Point placement entries
--------------------------------

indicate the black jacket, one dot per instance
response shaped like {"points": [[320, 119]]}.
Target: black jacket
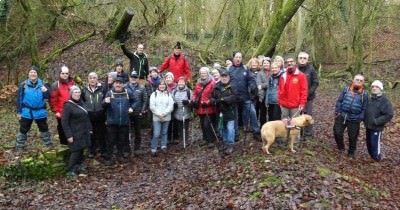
{"points": [[92, 100], [225, 99], [75, 123], [141, 98], [379, 112], [139, 62], [312, 79]]}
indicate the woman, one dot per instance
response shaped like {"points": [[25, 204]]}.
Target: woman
{"points": [[77, 128], [204, 108], [262, 84], [161, 105], [271, 97]]}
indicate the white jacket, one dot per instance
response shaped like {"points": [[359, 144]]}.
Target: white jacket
{"points": [[161, 103]]}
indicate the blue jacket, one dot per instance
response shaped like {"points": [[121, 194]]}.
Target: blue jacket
{"points": [[352, 104], [31, 102], [117, 110], [244, 82]]}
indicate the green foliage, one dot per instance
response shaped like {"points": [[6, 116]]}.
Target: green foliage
{"points": [[37, 167]]}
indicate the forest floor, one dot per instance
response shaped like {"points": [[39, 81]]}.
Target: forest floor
{"points": [[316, 177]]}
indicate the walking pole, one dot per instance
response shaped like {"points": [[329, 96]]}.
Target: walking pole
{"points": [[184, 130]]}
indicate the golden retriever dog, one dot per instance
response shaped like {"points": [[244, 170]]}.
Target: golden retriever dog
{"points": [[277, 128]]}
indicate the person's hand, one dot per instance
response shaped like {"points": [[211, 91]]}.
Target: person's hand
{"points": [[70, 140], [43, 89], [185, 102], [107, 100]]}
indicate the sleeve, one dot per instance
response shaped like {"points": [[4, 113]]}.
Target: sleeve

--------------------------------

Please write out all of the entries above word for word, leaving out the pictures.

indicate the black jacket, one dot per instance
response shaped like {"points": [[320, 119]]}.
Target: black jacket
{"points": [[92, 100], [225, 99], [75, 123], [141, 98], [379, 112], [139, 62], [312, 79]]}
indicate the woman, one dot per instance
response shaped like {"points": [[25, 204]]}.
Target: woman
{"points": [[77, 128], [204, 108], [262, 84], [161, 105], [271, 97]]}
indicate the white jacket, one dot per instance
response shaped like {"points": [[359, 144]]}.
Target: white jacket
{"points": [[161, 103]]}
indicate the blue jacket, one dot per instance
response shaped like {"points": [[121, 194]]}.
Target: blue jacket
{"points": [[352, 104], [31, 102], [117, 110], [244, 82]]}
indicate the green foliage, one dot per instance
response shaped like {"points": [[6, 116]]}.
Target: green foliage
{"points": [[37, 167]]}
indicate the forest floor, one dot per instance
response shaped like {"points": [[39, 81]]}.
Target: forest floor
{"points": [[316, 177]]}
indicate the walking pole, one dot per instance
response shaped like {"points": [[329, 96]]}.
Target: walking pole
{"points": [[184, 130]]}
indicate the golden retriever dog, one dot per instance
response shaped like {"points": [[244, 170]]}.
Target: golden retriever dog
{"points": [[277, 128]]}
indicate the person's hand, one dot per instance
response shaped like {"points": [[211, 91]]}.
Target: person's hand
{"points": [[70, 140], [43, 89], [185, 102], [107, 100]]}
indicate the sleeve, one dot per instance
response shaped like {"points": [[4, 113]]}.
Target: sleeve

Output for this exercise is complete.